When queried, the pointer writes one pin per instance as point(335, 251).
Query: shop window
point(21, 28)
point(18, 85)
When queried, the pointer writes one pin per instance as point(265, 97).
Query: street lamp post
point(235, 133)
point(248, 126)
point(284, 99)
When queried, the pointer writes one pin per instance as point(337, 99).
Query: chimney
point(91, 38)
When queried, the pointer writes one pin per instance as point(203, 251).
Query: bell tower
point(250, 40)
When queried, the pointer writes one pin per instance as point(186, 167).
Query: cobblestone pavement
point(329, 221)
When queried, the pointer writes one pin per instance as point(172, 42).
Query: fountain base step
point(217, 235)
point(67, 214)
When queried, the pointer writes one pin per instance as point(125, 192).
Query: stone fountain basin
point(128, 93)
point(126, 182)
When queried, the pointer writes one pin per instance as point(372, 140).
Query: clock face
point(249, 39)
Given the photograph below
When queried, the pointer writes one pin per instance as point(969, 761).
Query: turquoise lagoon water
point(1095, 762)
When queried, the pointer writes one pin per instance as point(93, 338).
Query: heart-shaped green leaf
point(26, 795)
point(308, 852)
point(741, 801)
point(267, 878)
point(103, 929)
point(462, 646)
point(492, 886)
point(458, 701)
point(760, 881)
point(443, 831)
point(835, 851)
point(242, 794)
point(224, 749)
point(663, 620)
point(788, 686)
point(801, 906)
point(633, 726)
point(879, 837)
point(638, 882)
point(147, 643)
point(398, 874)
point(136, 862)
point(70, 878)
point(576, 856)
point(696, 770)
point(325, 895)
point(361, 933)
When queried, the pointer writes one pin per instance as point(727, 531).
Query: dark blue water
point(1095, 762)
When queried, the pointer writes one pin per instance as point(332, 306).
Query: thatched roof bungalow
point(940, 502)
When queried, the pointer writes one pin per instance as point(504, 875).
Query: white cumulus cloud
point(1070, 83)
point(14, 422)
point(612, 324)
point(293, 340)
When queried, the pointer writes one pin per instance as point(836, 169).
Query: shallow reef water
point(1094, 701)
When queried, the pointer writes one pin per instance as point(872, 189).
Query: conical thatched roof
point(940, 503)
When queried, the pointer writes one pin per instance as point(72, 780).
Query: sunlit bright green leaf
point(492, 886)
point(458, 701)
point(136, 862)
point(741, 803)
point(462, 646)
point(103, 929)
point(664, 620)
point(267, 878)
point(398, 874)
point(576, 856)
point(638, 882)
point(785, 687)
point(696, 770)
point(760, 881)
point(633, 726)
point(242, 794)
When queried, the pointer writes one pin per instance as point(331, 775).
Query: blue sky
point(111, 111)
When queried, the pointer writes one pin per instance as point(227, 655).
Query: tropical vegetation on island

=-=-=

- PROMPT: Give the lines between the one holding "as point(836, 169)." and the one holding "point(940, 503)", inclusive, as a JSON list of strings, one string per line, leaving out any blank lines.

- OUTPUT FOR THIS TASK:
[
  "When queried, the pointer writes one pin per instance as point(836, 169).",
  "Query: shallow reef water",
  "point(1094, 701)",
  "When queried, the pointer writes one pin per instance as point(872, 189).",
  "Query: conical thatched roof",
  "point(940, 503)"
]